### What to work on
Return the data. Every word must match.
──────────
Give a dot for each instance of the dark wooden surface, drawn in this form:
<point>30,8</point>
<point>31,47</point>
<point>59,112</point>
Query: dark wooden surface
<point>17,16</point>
──────────
### Output for this exercise
Give a dot for each instance of the dark wooden surface, drawn in this form:
<point>30,8</point>
<point>31,47</point>
<point>59,112</point>
Query: dark wooden surface
<point>17,16</point>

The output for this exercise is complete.